QUOTED TEXT —
C++11 non-blocking producer/consumer - multithreading

I have a C++11 application with a high-priority thread that's producing data, and a low-priority thread that's consuming it (in my case, writing it to disk). I'd like to make sure the high-priority producer thread is never blocked, i.e. it uses only lock-free algorithms.
With a lock-free queue, I can push data to the queue from the producer thread, and poll it from the consumer thread, thus meeting my goals above. I'd like to modify my program so that the consumer thread blocks when inactive instead of polling.
It seems like the C++11 condition variable might be useful to block the consumer thread. Can anyone show me an example of how to use it, while avoiding the possibility that the consumer sleeps with data still in the queue? More specifically, I want to make sure that the consumer is always woken up some finite time after the producer pushes the last item into the queue. It's also important that the producer remains non-blocking.

It seems like the C++11 condition variable might be useful to block the consumer thread. Can anyone show me an example of how to use it, while avoiding the possibility that the consumer sleeps with data still in the queue?
To use a condition variable you need a mutex and a condition. In your case the condition will be "there is data available in the queue". Since the producer will be using lock-free updates to produce work, the consumer has to use the same form of synchronisation to consume the work, so the mutex will not actually be used for synchronisation and is only needed by the consumer thread because there's no other way to wait on a condition variable.
// these variables are members or otherwise shared between threads
std::mutex m_mutex;
std::condition_variable m_cv;
lockfree_queue m_data;
// ...

TASK DESCRIPTION — From the thread on the non-blocking producer/consumer, print the stretch from "With a lock-free" through "instead of polling.". The listing that comes next was taken from a separate source.

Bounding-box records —

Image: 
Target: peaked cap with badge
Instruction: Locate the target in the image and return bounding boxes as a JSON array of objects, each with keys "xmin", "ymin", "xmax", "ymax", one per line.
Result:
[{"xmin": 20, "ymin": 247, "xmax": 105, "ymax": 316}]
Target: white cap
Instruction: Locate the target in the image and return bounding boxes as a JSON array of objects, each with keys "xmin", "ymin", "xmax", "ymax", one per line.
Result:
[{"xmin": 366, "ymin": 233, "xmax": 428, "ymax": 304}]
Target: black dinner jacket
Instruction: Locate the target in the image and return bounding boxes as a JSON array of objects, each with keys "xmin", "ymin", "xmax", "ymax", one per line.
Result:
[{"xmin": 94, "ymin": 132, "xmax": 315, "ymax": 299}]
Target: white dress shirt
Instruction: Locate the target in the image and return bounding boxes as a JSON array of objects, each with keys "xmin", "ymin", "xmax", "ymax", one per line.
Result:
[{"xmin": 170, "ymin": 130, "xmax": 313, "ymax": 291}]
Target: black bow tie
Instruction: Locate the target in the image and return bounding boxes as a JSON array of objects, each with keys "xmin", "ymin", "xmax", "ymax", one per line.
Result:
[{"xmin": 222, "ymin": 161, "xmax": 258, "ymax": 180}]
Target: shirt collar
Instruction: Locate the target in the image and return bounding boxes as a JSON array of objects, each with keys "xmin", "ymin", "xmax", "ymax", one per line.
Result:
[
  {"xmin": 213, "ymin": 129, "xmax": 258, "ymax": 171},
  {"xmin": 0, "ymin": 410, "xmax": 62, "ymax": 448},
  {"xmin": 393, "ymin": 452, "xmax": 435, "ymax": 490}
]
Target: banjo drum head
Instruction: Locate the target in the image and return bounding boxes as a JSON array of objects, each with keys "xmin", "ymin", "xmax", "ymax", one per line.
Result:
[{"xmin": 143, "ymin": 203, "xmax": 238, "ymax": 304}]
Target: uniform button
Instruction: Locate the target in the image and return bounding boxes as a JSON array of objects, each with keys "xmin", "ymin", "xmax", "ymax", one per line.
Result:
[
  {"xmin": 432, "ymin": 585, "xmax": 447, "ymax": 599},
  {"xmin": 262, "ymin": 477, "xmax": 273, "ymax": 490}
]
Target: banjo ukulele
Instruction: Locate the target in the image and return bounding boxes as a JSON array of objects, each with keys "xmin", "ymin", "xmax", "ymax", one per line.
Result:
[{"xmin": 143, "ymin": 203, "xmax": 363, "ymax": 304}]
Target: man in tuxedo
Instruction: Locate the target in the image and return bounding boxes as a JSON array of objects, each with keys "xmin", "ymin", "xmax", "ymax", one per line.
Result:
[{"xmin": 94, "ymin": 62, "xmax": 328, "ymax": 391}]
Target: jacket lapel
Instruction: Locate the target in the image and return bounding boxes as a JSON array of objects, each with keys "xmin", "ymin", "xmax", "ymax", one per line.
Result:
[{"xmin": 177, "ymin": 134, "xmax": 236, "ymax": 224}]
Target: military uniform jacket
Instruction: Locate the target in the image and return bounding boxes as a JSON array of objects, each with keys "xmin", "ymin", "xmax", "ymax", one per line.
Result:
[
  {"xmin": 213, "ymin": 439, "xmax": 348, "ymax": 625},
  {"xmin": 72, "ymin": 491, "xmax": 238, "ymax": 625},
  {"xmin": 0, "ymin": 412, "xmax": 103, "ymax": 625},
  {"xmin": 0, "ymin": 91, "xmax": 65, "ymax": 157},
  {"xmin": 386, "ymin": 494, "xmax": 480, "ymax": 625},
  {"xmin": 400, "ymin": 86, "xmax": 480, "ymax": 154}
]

IN RESPONSE —
With a lock-free queue, I can push data to the queue from the producer thread, and poll it from the consumer thread, thus meeting my goals above. I'd like to modify my program so that the consumer thread blocks when inactive instead of polling.